Garnishes for Salads
Garnishes provide a variety of colors, textures and flavors to a lettuce salad. Keep the ingredients fresh and uniformly sized in appearance. Garnished are only limited by a chefs imagination. Vegetables (fresh or cooked), fruits (fresh or dried), cheese, proteins (meat, poultry, and fish), croutons, nuts and seeds, are options. Sprouts, flowers, and micro shoots are also possibilities.
Plating Lettuce Salads
It is always best to sauce a lettuce salad at the time of service. Vinaigrettes and heavy emulsion dressings that contain oil will quickly wilt the salad if tossed and left to sit even just a few minutes. Use a stainless steel bowl to toss the salads as needed. Add a small amount of dressing; avoid drowning the salad in the sauce. Some garnishes including fresh vegetables and fruits can also be tossed in the dressing. Plate the salad closely together to create some height on the plate. Add the appropriate garnish and serve immediately. Because salads are raw ingredients meant to be served immediately without heating be sure to use a tongs or wear plastic gloves to avoid sanitation problems.

→ **Dataset excerpts**:

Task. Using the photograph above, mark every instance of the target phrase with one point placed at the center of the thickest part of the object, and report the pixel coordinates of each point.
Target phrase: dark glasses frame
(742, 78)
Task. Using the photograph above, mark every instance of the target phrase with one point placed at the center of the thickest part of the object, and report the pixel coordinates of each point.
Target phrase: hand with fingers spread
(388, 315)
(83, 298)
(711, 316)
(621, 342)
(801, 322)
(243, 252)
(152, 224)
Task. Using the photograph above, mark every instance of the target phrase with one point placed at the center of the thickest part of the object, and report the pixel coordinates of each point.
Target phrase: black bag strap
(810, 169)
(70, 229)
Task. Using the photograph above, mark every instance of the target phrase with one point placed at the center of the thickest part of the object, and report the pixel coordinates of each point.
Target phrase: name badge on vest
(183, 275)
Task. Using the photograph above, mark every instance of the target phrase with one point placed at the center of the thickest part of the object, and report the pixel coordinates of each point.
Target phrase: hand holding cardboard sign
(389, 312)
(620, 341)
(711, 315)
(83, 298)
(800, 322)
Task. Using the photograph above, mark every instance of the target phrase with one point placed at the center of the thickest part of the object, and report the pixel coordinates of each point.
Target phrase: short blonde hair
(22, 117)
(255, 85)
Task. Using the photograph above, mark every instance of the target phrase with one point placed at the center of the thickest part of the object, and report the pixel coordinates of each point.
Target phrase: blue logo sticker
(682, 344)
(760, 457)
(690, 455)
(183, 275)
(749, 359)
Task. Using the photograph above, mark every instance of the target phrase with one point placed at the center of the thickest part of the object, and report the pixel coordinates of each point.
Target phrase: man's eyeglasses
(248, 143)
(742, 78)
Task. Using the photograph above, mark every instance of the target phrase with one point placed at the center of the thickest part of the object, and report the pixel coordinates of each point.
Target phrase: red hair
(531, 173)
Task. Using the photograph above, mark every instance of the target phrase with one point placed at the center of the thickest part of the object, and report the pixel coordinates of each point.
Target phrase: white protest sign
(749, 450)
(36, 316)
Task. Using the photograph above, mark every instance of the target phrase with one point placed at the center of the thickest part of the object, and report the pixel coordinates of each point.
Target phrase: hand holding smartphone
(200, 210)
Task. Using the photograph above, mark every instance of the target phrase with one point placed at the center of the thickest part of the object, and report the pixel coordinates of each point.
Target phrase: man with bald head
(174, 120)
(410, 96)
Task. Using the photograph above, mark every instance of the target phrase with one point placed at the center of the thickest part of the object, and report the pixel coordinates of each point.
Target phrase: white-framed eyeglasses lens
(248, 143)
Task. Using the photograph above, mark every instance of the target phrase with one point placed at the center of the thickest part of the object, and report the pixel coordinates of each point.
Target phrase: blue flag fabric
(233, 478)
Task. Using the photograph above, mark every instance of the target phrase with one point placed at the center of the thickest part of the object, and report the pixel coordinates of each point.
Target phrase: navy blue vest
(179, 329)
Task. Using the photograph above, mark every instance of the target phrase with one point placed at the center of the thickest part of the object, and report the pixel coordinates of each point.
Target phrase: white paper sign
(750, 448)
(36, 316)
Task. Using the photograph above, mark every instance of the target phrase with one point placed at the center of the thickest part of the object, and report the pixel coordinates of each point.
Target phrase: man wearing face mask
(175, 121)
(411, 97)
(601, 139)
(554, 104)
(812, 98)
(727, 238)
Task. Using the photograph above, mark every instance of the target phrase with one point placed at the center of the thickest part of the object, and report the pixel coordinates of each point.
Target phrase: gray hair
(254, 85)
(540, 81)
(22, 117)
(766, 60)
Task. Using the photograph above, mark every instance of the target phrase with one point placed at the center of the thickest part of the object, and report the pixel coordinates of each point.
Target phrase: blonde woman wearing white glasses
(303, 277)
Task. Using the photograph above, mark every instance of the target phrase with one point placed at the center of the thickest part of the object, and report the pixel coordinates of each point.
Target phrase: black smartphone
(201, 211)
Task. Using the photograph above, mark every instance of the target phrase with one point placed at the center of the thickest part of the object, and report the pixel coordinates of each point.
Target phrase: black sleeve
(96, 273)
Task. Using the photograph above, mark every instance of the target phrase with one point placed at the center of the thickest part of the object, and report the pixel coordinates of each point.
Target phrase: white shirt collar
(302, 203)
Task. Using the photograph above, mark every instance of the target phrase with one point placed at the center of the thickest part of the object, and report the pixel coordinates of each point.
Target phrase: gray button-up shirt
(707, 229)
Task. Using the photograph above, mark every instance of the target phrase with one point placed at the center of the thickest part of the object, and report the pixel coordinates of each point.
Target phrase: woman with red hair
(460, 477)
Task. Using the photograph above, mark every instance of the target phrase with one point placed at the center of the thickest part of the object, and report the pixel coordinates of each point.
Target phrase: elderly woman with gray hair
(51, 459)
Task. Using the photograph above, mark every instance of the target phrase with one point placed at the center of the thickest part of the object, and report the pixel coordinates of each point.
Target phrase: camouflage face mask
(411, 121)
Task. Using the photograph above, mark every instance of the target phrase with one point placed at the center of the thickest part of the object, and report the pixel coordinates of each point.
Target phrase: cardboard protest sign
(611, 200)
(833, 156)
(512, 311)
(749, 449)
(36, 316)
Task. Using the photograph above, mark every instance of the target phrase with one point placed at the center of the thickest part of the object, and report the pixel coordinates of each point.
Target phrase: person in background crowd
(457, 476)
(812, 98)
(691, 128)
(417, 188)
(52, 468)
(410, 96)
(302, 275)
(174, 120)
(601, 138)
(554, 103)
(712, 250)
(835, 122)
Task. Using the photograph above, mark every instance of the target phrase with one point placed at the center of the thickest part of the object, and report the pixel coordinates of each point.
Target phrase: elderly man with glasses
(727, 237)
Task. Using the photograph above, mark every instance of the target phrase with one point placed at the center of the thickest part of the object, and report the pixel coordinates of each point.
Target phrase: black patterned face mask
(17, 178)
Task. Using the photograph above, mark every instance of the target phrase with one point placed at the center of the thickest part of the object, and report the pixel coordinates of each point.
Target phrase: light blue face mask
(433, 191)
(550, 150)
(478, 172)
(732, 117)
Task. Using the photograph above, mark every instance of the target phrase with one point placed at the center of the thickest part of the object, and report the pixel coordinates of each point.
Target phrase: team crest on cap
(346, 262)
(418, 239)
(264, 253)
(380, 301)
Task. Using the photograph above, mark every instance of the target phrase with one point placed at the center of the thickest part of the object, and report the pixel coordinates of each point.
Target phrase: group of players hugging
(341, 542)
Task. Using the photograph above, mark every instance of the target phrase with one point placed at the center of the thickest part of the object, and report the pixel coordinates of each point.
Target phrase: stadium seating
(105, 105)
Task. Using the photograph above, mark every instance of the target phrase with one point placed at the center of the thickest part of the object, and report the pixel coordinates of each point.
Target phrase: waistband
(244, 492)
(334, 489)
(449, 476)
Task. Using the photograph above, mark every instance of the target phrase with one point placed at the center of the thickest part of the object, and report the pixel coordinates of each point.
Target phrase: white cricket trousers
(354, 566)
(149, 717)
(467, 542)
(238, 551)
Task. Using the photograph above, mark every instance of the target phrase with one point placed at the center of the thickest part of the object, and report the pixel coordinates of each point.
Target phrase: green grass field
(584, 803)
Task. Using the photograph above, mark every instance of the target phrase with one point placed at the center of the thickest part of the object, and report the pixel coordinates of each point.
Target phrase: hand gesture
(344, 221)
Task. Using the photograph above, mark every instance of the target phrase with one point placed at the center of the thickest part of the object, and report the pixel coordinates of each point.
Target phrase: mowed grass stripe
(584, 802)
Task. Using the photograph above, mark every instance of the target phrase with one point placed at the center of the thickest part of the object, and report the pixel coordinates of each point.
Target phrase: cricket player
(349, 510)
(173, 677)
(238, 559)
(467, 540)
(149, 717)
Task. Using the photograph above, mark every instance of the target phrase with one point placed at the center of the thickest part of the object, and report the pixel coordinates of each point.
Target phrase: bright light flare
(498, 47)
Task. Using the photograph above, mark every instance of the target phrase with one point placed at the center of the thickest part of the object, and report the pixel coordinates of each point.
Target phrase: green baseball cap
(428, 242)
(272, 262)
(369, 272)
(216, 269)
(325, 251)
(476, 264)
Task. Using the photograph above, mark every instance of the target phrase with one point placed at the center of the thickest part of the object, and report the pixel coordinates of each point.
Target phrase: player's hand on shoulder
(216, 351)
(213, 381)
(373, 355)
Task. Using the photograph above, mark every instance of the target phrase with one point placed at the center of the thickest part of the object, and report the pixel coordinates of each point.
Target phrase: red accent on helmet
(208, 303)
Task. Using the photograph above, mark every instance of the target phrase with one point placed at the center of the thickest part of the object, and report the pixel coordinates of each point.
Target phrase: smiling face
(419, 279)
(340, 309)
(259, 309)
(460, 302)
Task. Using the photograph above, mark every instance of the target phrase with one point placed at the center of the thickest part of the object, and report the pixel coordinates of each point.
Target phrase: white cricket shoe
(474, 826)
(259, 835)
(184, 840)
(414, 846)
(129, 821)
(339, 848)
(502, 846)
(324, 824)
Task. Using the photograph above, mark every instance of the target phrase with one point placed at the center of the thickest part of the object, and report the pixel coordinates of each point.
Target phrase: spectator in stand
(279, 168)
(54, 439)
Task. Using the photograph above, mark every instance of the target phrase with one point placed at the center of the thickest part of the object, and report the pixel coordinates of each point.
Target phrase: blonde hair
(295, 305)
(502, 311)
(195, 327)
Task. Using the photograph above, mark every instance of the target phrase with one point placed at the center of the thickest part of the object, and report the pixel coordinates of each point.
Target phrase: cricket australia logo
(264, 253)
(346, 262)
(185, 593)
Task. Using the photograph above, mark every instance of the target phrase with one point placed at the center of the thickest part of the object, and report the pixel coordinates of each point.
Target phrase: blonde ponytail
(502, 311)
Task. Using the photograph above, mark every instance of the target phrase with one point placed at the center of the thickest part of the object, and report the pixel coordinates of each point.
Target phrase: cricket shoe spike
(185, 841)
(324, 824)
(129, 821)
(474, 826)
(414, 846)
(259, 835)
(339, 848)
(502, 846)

→ **Task set**:
A – From the salad text, reproduce verbatim the passage from "Plating Lettuce Salads" up to and including "avoid sanitation problems.".
B – According to the salad text, what type of bowl should be used to toss the salads?

→ **Problem solutions**:
A –
Plating Lettuce Salads
It is always best to sauce a lettuce salad at the time of service. Vinaigrettes and heavy emulsion dressings that contain oil will quickly wilt the salad if tossed and left to sit even just a few minutes. Use a stainless steel bowl to toss the salads as needed. Add a small amount of dressing; avoid drowning the salad in the sauce. Some garnishes including fresh vegetables and fruits can also be tossed in the dressing. Plate the salad closely together to create some height on the plate. Add the appropriate garnish and serve immediately. Because salads are raw ingredients meant to be served immediately without heating be sure to use a tongs or wear plastic gloves to avoid sanitation problems.

B – A stainless steel bowl.